Transcribe the entries exactly; images are not part of the copy.

─── Dataset content

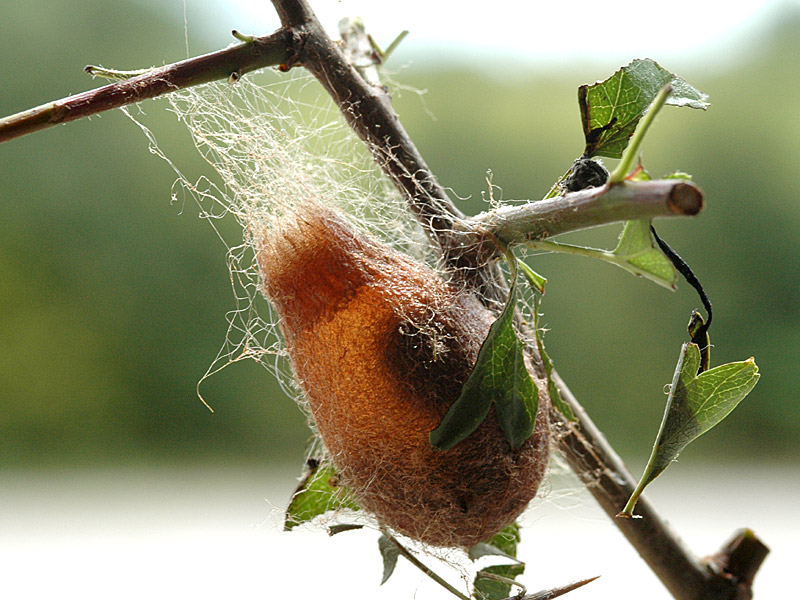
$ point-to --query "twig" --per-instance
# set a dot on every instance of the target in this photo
(517, 224)
(368, 110)
(275, 49)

──────

(Written reply)
$ point-to --query "twig" --per-instance
# set a dot on every instance of the target in this photo
(517, 224)
(368, 110)
(275, 49)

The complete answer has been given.